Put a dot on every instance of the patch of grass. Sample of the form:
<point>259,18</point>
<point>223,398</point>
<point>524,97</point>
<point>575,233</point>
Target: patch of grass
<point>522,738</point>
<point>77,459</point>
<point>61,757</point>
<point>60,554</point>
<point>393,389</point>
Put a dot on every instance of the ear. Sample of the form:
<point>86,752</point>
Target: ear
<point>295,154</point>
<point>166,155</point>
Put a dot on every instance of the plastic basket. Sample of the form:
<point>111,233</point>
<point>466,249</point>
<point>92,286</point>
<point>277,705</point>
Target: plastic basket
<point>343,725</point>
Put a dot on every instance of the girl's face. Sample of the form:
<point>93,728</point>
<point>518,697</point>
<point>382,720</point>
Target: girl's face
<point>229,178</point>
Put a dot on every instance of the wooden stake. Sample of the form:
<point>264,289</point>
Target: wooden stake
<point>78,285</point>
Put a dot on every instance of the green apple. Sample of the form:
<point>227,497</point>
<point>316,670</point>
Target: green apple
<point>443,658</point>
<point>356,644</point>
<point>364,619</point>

> Assignment
Each record must be transcribed exactly, with nothing left out.

> Completed exercise
Put a dot on every instance of the patch of grass. Sample of the form:
<point>259,18</point>
<point>223,398</point>
<point>524,97</point>
<point>575,233</point>
Target: patch of grass
<point>522,738</point>
<point>77,459</point>
<point>61,757</point>
<point>60,554</point>
<point>393,389</point>
Put a dot on every instance of the ear. Sample of the form:
<point>86,752</point>
Target: ear
<point>295,154</point>
<point>166,155</point>
Put a dot on every instance of the plastic basket. Sample of the form:
<point>111,233</point>
<point>466,249</point>
<point>92,286</point>
<point>277,705</point>
Target: plastic basket
<point>343,725</point>
Put a dot on every instance of the girl's face. Sample of the form:
<point>93,728</point>
<point>518,697</point>
<point>382,720</point>
Target: girl's face
<point>229,178</point>
Put a dot on every instance of the wooden stake. Sample of the form:
<point>264,289</point>
Target: wooden stake
<point>78,285</point>
Put a dot on every instance of the green apple. Sample of the form:
<point>227,497</point>
<point>316,670</point>
Target: green apple
<point>443,658</point>
<point>356,644</point>
<point>364,619</point>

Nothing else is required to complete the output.